Information provided ::
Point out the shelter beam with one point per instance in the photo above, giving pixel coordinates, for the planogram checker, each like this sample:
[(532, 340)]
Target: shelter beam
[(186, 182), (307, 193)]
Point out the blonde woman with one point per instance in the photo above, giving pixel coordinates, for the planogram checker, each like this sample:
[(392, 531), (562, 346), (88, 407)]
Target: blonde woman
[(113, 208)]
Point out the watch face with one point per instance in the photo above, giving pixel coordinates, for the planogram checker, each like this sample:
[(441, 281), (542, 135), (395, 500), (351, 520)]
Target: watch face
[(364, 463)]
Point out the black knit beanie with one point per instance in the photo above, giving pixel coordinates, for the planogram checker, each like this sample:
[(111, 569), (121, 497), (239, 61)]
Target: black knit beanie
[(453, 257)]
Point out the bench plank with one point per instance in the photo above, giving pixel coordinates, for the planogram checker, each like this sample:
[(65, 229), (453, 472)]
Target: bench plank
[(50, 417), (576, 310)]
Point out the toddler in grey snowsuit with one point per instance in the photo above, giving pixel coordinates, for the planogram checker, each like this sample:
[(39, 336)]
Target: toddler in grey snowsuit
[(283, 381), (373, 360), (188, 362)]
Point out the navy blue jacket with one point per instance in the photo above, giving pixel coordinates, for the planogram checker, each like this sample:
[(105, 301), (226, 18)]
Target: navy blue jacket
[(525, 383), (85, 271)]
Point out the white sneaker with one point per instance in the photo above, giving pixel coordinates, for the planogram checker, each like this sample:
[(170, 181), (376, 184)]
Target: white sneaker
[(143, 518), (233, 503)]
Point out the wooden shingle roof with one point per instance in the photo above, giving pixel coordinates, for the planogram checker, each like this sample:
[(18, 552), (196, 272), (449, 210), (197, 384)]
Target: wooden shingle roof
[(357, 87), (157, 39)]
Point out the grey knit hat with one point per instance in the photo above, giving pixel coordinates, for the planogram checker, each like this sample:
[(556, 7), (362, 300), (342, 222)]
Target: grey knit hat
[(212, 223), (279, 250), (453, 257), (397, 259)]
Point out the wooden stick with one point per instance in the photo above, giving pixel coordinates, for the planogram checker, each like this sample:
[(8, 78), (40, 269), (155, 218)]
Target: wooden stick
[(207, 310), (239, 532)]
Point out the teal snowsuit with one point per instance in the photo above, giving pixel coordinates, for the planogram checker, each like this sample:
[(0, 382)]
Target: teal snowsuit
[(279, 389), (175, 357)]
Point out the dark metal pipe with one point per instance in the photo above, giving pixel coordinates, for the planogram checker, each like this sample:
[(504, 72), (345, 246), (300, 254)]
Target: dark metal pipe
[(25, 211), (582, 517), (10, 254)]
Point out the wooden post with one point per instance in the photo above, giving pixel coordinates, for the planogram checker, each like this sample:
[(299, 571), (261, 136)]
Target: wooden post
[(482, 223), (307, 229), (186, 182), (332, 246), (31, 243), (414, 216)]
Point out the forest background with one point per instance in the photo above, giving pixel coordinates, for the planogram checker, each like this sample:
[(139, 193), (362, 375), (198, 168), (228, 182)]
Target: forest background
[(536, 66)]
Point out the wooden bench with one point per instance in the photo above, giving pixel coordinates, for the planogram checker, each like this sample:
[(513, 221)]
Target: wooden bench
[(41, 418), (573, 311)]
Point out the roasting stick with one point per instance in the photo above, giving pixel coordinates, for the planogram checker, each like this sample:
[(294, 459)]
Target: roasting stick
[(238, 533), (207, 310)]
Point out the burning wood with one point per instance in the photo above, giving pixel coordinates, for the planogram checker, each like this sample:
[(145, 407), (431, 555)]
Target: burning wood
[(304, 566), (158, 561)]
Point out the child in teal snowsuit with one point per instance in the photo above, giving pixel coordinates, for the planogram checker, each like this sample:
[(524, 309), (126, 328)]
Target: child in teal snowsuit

Task directions :: Would you write down every record again, exactly?

Exercise solution ::
Point out the shelter beam with one point per instance in the photo above, giving pixel coordinates, for the planogram checker, each like this sample:
[(532, 340)]
Target: shelter beam
[(186, 182), (307, 193)]
Point out the blonde woman with one point per instance in the photo above, giving pixel coordinates, for the planogram checker, each like this sample:
[(392, 531), (562, 346), (88, 407)]
Target: blonde woman
[(113, 208)]
Point out the watch face with one point per instance in the photo above, giving pixel coordinates, for the planogram checker, each like this sample:
[(441, 281), (542, 135), (395, 500), (351, 520)]
Target: watch face
[(364, 463)]
Point out the black knit beanie with one point per instance in the photo above, giving pixel coordinates, for the planogram checker, each like this sample:
[(111, 569), (121, 497), (239, 61)]
Target: black knit beanie
[(453, 257)]
Point out the bench plank with one point per instance in the photo above, giving pixel coordinates, for the planogram checker, each like this sample:
[(65, 229), (453, 472)]
Target: bench plank
[(50, 417), (576, 310)]
Point out the toddler in grey snowsuit with one point per instance in the photo above, giving pixel coordinates, for the planogram checker, each like this sample:
[(39, 336)]
Target: toddler in grey snowsuit
[(283, 381), (373, 360), (188, 362)]
Point out the navy blue jacket with one point per instance in the photo above, giving pixel coordinates, for the planogram checker, each like this sample:
[(105, 301), (226, 18)]
Target: navy blue jacket
[(525, 383), (85, 271)]
Point out the white sneaker with one point per instance in the photo above, giving pixel coordinates, for the planogram checker, each like this sample:
[(170, 181), (376, 184)]
Target: white sneaker
[(143, 518), (233, 503)]
Point out the wooden shingle roof with one point per instance in the photo above, giving pixel coordinates, for the planogram checker, each like this sample:
[(18, 552), (196, 272), (449, 210), (197, 384)]
Target: wooden shingle roof
[(357, 87), (157, 39)]
Point out the grey knit hat with one point per instance in the photo above, giving pixel coordinates, for the planogram checker, each like this sample:
[(556, 7), (362, 300), (342, 222)]
Target: grey knit hat
[(212, 223), (279, 250), (453, 257), (397, 259)]
Point out the wooden stick with one point per instance in the photo above, giving pixel coordinates, for the planogram checker, each like this sample:
[(8, 78), (40, 269), (155, 218)]
Target: wooden stick
[(207, 310), (239, 532)]
Point out the teal snowsuit with one point per instance in the photo above, giving pixel coordinates, for the planogram checker, each like this sample:
[(0, 382)]
Target: teal snowsuit
[(279, 389), (175, 357)]
Point out the dark metal pipe with one point per instance in the photo above, giving pixel coordinates, for the planogram checker, each like this sample:
[(504, 72), (345, 246), (300, 254)]
Target: dark metal pipe
[(25, 211), (582, 517), (10, 254)]
Point out the wooden post with one point per instance in the photo above, giving pixel coordinates, for the planogram checker, each like this sample:
[(299, 571), (261, 136)]
Target: wooden post
[(482, 223), (307, 229), (186, 182), (332, 246), (31, 243), (414, 216)]
Point out the forest background with one point per instance in the photo above, giving pixel coordinates, for the planogram checker, each like this sample:
[(139, 193), (362, 375), (198, 168), (228, 182)]
Target: forest background
[(536, 66)]
Point out the wooden bench with one point per instance in the photo above, giving pixel coordinates, for the planogram checker, each like this sample:
[(513, 221)]
Target: wooden bench
[(41, 418), (573, 311)]
Point out the roasting stick with one point per instance in the photo above, giving pixel coordinates, for the planogram checker, each like this sample:
[(294, 459)]
Target: roasting stick
[(238, 533), (207, 310)]
Point out the burning wood with one point per instance in the photo above, giving pixel coordinates, for the planogram checker, each like this sample:
[(145, 407), (431, 555)]
Target: burning wood
[(304, 566), (158, 561)]
Point out the child in teal snowsuit with one point per instance in the photo above, giving pixel coordinates, for the planogram checker, each like this sample:
[(524, 309), (126, 328)]
Target: child in teal snowsuit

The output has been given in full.